== Excerpt to read
On December 8, 2022, the European Commission presented their plan called ‘VAT in the Digital Age‘ (ViDA), which includes three proposals. One of these proposals pertains to e-invoicing and digital reporting by businesses. Starting from January 1, 2028, these new Digital Reporting Requirements (DRR) of the European Union will come into effect. What does this mean for businesses?

What does the digital reporting requirement (e-invoicing) entail?

Starting from the beginning of 2028, the European Union will enforce its Digital Reporting Requirement. All businesses engaged in commercial transactions within the EU must now generate and accept digital invoices. Furthermore, these transactions must be reported within two days of creating the VAT invoice.

The primary goal of this initiative is to harmonize standards within the EU, ensure better data consistency, improved accessibility, and emphasize the importance of standards. Countries like Hungary and Spain, which currently have e-invoicing mandates, must align their systems with this broader EU vision.

In the long term, the DRR is intended to replace other reports, such as the EC sales lists.

EU Proposal for Cross-Border B2B Transactions

The EU proposal suggests that e-invoicing will become the standard for EU trade transactions. Businesses must issue these invoices within two days of delivering the service or goods. This means that companies can no longer use ‘summary invoices’ covering a month’s worth of deliveries, as this contradicts the goal of almost immediate digital reporting.

In a B2B transaction between two EU countries:

  1. A supplier from Country A sends an e-invoice to a buyer in Country B.
  2. Within two days of issuance, the supplier from Country A must report the transaction to their local tax authority.
  3. The buyer in Country B must also report the transaction to their respective tax authorities within two days of receipt.
====
== Stored rows
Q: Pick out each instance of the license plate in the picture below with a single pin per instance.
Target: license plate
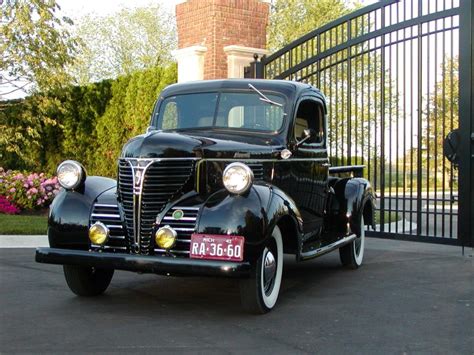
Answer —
(217, 247)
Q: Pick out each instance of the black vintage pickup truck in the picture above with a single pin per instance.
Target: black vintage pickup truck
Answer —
(230, 175)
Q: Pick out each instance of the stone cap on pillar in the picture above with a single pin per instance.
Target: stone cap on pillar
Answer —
(190, 63)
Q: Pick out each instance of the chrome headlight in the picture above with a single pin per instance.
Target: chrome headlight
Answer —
(165, 237)
(99, 233)
(70, 174)
(237, 178)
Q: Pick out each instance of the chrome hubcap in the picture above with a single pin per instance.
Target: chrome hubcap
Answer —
(269, 271)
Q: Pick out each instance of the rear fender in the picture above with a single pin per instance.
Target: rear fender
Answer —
(252, 215)
(355, 197)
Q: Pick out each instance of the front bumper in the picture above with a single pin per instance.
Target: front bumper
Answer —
(140, 263)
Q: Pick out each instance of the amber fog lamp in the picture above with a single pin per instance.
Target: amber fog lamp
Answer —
(70, 174)
(237, 178)
(165, 237)
(99, 233)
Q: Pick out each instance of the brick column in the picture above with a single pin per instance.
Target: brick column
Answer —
(226, 32)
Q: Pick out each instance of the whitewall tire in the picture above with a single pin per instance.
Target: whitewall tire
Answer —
(352, 254)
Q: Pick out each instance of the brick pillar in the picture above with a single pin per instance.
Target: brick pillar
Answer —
(217, 38)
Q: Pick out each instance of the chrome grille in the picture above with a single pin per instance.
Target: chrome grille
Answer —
(184, 227)
(144, 187)
(110, 216)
====
### Complete the following
[A] List the steps the passage on EU digital reporting gives for a B2B transaction between two EU countries.
[B] According to the passage on EU digital reporting, on what date do the new Digital Reporting Requirements take effect?
[C] Write the next part of the passage on EU digital reporting, starting right after its final sentence.

### Responses
[A]
1. A supplier from Country A sends an e-invoice to a buyer in Country B.
2. Within two days of issuance, the supplier reports the transaction to its local tax authority.
3. Within two days of receipt, the buyer in Country B also reports the transaction to its tax authorities.

[B] January 1, 2028.

[C]
  4. The tax authority of Country A shares the transaction details with the EU VIES system.
  5. Similarly, the tax authority of Country B shares the details with the EU VIES system for verification and validation.

Challenges for Businesses

While the changes bring many benefits, they also introduce several potential challenges for businesses:

Adapting to changing and complex reporting standards. Managing multiple reporting tools across different regions, which can be both complex and costly. Potential reputation and financial risks due to non-compliance and resulting sanctions and/or fines. Selecting the e-invoicing system that aligns with the current and future needs of the business. Adapting existing business processes to the new e-invoicing and reporting requirements.

What’s Next?

The EU proposal is still pending approval from the EU Council. It will also be reviewed by the European Parliament and the Economic and Social Committee. Once approved, detailed guidelines and technical information will be released to assist businesses in implementing the new e-invoicing rules by 2028.

Current e-invoicing Systems and the EU Plan

Every EU country will need to adhere to the new guidelines. Businesses that have existing e-invoicing regulations must ensure that they are up to date with the EU’s Digital Reporting Requirements. However, individual EU countries can still establish their local Digital Reporting rules, as long as they align with the EU’s Reporting Requirements.

For example, two countries, Italy and France, have distinct approaches to e-invoicing:

Italian model:

  • The supplier sends the e-invoice to the government.
  • After verification, the government approves the transaction.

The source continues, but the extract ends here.